Excerpted text:
[start]
Tuttle & Bowen (1958, p. 124) regarded felsic granites as “the end of the road for fractional crystallization”. Fifty years later we can qualify that statement. It applies only to the major elements since minor elements can be enriched or depleted in the melt as further fractionation occurs. Such magmatic enrichments may be an important precursor to mineralization for some elements such as Sn. As melts evolve by fractional crystallization, cumulative granites must also form and although they were never completely molten may be indistinguishable from the products of direct or equilibrium crystallization of a melt on a Q-Ab-Or diagram. However, the abundances of minor elements, particularly Ca which is a minor element in this case, would discriminate the two groups.
[end]
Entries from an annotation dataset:
[start]
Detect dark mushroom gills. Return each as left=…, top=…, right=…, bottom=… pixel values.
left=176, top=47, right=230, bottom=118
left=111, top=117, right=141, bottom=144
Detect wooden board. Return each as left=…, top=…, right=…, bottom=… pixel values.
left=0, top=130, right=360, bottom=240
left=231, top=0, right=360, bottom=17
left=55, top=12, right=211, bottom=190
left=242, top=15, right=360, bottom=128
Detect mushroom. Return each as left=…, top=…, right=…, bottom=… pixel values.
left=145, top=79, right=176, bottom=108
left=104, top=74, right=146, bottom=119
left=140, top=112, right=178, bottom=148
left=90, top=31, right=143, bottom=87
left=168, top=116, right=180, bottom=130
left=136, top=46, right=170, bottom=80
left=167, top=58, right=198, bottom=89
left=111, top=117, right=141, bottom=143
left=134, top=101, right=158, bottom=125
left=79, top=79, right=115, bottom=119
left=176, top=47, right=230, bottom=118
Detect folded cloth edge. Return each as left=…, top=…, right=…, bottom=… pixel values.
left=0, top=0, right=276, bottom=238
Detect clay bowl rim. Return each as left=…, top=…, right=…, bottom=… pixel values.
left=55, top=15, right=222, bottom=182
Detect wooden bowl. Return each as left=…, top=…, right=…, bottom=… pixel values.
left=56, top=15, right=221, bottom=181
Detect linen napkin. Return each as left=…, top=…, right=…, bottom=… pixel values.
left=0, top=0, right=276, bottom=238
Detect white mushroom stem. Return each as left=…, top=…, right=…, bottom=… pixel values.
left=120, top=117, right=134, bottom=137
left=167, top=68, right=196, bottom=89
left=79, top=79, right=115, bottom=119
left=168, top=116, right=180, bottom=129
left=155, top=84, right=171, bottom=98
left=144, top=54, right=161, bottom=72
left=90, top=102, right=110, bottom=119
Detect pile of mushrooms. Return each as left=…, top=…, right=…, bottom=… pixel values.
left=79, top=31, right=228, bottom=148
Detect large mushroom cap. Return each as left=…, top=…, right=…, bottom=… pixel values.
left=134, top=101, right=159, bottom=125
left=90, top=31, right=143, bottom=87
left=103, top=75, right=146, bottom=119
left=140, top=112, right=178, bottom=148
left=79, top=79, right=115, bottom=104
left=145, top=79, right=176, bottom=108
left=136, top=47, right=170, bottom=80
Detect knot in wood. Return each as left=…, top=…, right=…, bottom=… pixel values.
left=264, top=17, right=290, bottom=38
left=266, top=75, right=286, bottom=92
[end]
Written problem A: In the passage on felsic granites, which element is said to be a minor element here that would discriminate cumulative granites from the products of direct or equilibrium crystallization?
Written problem B: Carry on the passage on felsic granites from its last sentence.

Reply A: Ca

Reply B:
Granite compositions corresponding to mineral-melt equilibria at the lowest magmatic temperatures may also be the result of partial melting of older quartzofeldspathic rocks, either igneous or sedimentary in origin. Tuttle & Bowen admitted that possibility but did not embrace it. Certainly the felsic S-type granites must have formed in that way, and probably also many I-types. When fractional crystallization did occur, the original magma was more generally a partial melt of the crust, rather than basalt as Bowen supposed. Minor element abundances may discriminate all of these origins and may well assist in establishing source rock and primary magma compositions.